**Text shown**
Digital signatures are a foundational concept in blockchain and cryptocurrencies. Modern blockchains use digital signatures to secure billions of dollars of value. Digital signatures use what is known as a keypair, a pair of random looking values, where one key is a “private key” and the other a “public key.” Through digital signatures, any person with the private key can sign a transaction and spend the digital currencies. Therefore, it is crucial to safeguard the private key.
Some tech-savvy users of blockchains opt to safeguard the private key themselves and accept the risk of theft or loss of the key (and therefore the loss of their funds). In contrast, other blockchain users trust online wallets or exchanges with the safeguarding of their keys. Of course, this decision comes with its own set of risks based on the competency of the third party.
In both these options, the user puts all their trust in a single entity, which may not be desirable. Enter the threshold digital signature: a solution which requires a threshold of at least two cooperating participants to produce a signature, and which removes the problem of trusting a single entity.
How Do I Keep My Crypto Secure?
Threshold digital signatures are akin to flying a kite on an invisible string. The kite itself is the public key — everyone can see it in the sky. The kite flier moves the kite around by manipulating the invisible string: the private key. The path it takes in the sky as it flies is the signature. Everyone saw the kite fly through the sky in that path, and only through the use of that invisible string was that flight path possible. This is a simplification but ultimately this metaphor demonstrates the coordination and work required to make threshold signing possible.

**Material**
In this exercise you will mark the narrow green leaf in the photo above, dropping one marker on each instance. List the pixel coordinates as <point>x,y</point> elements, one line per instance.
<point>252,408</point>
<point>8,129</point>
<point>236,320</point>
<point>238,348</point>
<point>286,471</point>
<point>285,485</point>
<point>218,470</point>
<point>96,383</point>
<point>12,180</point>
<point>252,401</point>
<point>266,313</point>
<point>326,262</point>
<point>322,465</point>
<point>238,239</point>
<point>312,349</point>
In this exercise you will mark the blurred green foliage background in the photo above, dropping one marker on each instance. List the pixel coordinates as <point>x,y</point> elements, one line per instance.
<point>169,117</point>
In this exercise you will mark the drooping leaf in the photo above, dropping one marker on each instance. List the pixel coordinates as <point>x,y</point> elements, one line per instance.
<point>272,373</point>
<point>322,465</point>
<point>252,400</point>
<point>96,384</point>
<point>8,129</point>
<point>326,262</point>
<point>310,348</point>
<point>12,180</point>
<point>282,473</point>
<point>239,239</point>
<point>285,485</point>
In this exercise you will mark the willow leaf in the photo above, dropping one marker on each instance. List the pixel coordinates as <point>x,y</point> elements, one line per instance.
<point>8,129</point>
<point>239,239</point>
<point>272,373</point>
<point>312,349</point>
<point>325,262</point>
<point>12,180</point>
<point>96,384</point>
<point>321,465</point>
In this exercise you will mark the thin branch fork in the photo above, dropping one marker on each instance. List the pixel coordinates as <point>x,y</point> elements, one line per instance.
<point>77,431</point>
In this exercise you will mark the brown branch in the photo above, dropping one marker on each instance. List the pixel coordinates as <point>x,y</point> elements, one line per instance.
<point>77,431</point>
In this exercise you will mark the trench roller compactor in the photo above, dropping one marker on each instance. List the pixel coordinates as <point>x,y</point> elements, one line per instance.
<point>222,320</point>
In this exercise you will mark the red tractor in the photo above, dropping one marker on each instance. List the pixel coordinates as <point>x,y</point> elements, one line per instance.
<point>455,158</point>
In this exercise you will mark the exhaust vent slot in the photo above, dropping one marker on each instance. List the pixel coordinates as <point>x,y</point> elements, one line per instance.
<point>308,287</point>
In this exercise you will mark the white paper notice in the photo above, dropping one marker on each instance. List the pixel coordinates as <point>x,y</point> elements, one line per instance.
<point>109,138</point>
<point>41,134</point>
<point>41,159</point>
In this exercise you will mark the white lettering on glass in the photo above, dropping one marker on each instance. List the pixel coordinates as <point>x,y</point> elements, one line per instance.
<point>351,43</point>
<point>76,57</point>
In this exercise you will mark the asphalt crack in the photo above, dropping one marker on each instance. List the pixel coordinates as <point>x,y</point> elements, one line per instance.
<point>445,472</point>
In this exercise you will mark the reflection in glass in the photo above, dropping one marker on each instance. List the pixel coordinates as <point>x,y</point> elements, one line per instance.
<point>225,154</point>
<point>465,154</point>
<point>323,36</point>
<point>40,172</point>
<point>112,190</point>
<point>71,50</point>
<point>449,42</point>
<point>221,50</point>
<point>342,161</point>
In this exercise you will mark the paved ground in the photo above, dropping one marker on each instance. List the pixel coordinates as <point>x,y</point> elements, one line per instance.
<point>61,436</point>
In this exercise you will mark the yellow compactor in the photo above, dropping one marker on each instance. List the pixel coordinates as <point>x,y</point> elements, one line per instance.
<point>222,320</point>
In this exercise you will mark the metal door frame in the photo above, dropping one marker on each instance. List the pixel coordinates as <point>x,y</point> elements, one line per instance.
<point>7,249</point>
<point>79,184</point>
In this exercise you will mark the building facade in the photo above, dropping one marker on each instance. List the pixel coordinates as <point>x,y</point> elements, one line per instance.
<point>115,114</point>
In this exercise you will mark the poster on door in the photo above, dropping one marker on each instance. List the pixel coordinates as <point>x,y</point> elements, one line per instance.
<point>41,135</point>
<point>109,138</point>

**Set task 1**
In the text on digital signatures, the kite metaphor pairs each part of the kite scene with a part of signing. List each of those pairs.
**Set task 2**
Continue the text on digital signatures from its final sentence.

**Task answer 1**
- The kite: the public key
- The invisible string: the private key
- The path the kite takes in the sky: the signature

**Task answer 2**
In this article we:
Explain threshold signatures and their applications
Dig a bit deeper and look into various threshold signature schemes
Compare threshold signatures with other techniques, such as mulitsig wallets
What Is a Threshold Signature?
As a developer in the space of threshold cryptography, it’s really exciting to see these innovations becoming a mainstream topic, but readers unfamiliar with cryptography or the math behind it quickly hit roadblocks upon encountering phrases like “Paillier cryptosystem,” “homomorphic encryption” or “Galois field.” This process gets even more complicated when you discuss all the moving pieces to coordinate communication.
Consequently, very few organizations have been willing to investigate the potential of threshold cryptography. But it doesn’t have to be scary; in the end, the math comes down to multiplication and addition. So let’s ELI5: What the heck is a threshold signature?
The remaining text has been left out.